──────── INPUT MATERIAL ────────

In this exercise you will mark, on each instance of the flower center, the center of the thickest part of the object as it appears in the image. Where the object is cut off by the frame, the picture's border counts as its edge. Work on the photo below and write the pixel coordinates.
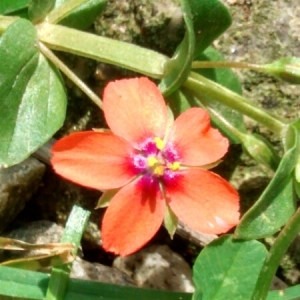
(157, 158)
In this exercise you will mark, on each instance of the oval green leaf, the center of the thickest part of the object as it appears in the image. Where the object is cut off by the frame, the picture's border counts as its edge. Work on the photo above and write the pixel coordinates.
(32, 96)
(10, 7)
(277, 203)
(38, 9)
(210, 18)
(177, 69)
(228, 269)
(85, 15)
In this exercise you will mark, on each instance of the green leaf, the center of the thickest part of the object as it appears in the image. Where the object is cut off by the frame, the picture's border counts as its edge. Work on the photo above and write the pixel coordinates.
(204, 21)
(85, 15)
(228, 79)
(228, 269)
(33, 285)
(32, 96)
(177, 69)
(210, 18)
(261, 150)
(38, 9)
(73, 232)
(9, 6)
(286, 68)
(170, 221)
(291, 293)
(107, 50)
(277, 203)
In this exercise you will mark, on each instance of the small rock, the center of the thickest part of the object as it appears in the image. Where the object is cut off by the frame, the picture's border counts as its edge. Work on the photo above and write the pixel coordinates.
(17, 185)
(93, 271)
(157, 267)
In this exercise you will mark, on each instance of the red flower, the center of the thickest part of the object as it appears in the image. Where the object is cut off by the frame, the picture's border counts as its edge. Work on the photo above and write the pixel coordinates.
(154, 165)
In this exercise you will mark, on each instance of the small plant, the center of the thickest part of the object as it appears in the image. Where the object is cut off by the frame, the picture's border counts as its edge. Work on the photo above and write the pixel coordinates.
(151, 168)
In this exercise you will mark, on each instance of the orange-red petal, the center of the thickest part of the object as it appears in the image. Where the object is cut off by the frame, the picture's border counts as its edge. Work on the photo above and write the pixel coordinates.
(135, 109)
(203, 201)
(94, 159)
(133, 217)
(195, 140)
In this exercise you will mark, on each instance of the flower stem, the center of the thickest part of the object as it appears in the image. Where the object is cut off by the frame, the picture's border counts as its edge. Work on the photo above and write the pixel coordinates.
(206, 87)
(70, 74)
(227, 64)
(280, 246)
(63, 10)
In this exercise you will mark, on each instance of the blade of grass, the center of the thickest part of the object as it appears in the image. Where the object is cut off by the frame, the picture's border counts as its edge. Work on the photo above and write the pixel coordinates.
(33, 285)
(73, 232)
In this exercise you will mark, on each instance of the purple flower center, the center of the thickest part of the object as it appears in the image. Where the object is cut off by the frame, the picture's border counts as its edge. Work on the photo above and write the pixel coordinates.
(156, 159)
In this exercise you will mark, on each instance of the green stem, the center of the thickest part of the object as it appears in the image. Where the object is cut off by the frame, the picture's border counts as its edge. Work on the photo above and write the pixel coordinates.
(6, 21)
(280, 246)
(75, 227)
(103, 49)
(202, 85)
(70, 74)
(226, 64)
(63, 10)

────────
──────── INPUT MATERIAL ────────

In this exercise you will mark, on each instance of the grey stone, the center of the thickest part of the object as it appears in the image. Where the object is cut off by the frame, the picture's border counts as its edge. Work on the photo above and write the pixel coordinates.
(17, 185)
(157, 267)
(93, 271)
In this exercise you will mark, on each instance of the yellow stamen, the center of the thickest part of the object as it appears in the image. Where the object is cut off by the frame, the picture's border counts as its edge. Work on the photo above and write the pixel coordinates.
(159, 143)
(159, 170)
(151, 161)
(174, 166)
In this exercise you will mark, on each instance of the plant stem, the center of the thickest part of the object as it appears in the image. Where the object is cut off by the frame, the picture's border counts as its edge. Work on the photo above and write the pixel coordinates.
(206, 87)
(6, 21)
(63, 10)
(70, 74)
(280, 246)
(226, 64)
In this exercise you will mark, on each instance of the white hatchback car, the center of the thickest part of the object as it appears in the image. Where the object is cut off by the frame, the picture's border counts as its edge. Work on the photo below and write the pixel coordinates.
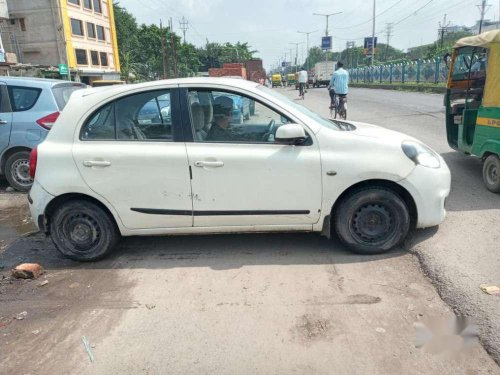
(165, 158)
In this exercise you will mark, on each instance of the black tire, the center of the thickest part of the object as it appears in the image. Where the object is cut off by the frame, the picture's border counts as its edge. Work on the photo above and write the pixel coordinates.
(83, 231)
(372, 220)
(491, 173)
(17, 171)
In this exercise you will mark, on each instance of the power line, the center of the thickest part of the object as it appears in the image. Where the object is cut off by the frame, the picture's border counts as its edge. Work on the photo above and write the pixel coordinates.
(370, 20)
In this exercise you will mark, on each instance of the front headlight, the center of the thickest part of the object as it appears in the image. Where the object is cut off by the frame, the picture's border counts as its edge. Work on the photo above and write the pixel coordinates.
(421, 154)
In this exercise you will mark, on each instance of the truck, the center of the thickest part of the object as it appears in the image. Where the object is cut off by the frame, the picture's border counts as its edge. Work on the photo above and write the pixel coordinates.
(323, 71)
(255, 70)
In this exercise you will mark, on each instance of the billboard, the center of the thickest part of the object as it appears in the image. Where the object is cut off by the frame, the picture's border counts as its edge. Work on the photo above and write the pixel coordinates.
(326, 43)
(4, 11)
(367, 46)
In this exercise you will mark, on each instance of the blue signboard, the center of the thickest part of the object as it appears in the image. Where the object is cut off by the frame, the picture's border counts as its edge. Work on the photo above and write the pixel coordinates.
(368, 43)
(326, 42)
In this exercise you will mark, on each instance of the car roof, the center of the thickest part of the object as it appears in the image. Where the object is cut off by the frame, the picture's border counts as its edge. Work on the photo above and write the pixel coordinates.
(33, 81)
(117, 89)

────────
──────── INPUT MATERIAL ────────

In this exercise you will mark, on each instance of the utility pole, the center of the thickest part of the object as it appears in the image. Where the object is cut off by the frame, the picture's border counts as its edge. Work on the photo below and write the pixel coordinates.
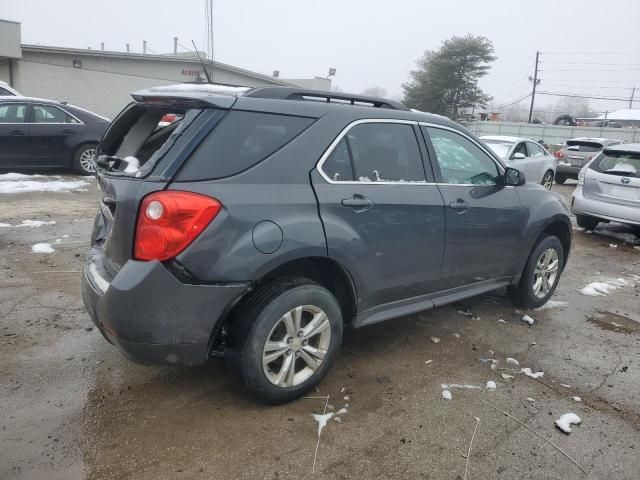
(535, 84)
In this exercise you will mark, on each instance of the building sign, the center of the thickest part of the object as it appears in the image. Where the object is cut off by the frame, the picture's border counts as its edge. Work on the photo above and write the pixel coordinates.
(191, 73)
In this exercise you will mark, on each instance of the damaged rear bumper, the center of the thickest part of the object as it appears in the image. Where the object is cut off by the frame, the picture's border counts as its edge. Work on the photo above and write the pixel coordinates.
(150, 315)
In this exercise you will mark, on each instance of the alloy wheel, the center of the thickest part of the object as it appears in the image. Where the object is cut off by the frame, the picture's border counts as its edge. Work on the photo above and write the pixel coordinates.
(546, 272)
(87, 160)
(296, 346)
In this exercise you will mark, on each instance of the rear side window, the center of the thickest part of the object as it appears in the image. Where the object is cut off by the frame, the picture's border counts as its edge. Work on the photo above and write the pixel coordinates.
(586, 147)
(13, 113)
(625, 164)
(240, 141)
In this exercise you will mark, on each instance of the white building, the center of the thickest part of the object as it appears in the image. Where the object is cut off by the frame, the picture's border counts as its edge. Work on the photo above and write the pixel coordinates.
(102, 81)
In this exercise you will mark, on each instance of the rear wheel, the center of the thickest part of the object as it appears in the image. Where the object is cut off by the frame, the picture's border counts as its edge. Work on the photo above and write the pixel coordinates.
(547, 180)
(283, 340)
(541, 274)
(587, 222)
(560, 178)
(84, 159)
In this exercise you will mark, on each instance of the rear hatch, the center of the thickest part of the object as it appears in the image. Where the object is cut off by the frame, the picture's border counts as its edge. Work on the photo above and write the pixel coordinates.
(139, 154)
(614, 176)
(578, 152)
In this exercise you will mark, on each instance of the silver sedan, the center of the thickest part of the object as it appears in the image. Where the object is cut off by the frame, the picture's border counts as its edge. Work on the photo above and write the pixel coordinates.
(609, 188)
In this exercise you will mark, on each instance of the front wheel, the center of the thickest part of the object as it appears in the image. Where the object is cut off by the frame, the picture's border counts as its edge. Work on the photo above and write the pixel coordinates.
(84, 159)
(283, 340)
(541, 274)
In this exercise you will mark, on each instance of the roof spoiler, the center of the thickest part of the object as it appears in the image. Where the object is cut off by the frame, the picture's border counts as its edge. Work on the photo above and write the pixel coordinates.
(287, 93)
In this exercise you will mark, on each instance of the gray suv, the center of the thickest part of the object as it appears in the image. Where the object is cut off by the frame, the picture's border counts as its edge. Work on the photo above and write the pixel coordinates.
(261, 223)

────────

• WHAT IS EXPECTED
Select every line in the records above that contains the string "yellow", treating uppercase and lowercase as distinct.

• RESPONSE TO THIS EXERCISE
In this exercise you will mark, on each instance of the yellow stamen, the center of the thickest part of the object as it appears in the image. Where the object is cut off by the frame, the picture's border counts as its edge. Work on the photo above and write the pixel coordinates.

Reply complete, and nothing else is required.